(Directions for this task)
One number is the whole answer: the tally of lines in the records below that contain "stone".

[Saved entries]
_ _ _
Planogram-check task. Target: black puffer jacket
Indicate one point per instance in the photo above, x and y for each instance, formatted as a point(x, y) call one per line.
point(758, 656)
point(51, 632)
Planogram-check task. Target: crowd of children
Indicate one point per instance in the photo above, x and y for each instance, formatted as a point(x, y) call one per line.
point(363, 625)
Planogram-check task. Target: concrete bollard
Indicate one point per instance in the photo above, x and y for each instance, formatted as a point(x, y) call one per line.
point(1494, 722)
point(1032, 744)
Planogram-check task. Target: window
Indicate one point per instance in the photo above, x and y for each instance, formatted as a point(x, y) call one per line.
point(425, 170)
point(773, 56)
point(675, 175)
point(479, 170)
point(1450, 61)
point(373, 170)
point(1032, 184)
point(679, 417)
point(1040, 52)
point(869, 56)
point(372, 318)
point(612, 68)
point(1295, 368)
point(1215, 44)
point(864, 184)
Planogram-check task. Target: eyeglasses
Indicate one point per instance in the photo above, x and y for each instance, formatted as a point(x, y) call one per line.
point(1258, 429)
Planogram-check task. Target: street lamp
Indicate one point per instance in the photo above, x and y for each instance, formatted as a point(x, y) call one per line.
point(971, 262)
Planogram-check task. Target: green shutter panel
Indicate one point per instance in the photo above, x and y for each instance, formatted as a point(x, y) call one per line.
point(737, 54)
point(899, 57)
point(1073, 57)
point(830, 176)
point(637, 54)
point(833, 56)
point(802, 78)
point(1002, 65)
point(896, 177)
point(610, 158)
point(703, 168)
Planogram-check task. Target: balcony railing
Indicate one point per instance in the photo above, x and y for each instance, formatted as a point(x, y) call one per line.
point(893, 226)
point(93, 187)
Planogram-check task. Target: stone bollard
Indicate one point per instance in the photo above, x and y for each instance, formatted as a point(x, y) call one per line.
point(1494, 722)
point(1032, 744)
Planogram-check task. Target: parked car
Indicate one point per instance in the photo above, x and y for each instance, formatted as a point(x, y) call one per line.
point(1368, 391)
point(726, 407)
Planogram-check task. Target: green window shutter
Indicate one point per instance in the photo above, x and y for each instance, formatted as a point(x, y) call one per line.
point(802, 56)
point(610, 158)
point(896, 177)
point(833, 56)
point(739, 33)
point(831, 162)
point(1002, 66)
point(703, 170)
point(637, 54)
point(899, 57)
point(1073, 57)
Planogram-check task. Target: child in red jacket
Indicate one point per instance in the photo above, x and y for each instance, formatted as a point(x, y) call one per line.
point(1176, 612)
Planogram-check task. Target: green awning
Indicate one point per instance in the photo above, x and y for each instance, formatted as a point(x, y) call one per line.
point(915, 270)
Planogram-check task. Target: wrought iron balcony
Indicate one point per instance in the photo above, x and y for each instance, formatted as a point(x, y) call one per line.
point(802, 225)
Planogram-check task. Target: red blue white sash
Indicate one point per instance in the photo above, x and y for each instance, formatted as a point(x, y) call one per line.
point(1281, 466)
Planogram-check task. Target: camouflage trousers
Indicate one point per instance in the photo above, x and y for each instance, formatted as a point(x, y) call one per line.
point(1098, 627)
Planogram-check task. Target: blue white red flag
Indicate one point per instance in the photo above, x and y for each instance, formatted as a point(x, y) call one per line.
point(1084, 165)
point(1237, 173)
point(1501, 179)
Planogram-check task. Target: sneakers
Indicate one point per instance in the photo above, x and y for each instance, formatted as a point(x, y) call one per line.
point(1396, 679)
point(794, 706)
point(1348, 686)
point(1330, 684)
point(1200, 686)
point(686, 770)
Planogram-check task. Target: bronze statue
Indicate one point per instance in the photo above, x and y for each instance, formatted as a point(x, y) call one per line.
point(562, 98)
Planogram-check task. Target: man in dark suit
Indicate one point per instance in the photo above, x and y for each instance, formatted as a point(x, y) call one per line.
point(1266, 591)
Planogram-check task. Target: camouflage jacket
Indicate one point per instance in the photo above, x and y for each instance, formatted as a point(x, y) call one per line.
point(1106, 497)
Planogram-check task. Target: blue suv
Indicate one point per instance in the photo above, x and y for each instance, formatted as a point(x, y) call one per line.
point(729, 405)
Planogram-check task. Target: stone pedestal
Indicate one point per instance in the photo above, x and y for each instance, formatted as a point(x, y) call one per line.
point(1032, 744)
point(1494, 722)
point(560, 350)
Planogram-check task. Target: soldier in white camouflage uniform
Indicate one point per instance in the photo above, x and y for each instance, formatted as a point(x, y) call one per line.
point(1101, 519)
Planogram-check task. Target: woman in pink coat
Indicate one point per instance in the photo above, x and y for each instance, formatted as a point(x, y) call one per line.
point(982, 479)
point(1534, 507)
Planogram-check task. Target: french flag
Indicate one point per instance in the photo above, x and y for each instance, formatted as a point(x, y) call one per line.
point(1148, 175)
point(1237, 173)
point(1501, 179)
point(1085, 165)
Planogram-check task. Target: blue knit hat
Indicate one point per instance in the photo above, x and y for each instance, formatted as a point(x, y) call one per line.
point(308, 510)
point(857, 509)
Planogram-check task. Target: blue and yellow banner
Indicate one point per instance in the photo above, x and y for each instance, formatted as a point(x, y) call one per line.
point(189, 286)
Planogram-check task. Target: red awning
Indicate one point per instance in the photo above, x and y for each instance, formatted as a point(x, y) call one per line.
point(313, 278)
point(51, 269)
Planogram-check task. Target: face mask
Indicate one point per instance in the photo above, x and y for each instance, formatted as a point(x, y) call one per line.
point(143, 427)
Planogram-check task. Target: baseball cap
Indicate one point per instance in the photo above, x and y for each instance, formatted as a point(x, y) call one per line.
_ _ _
(Result for this exercise)
2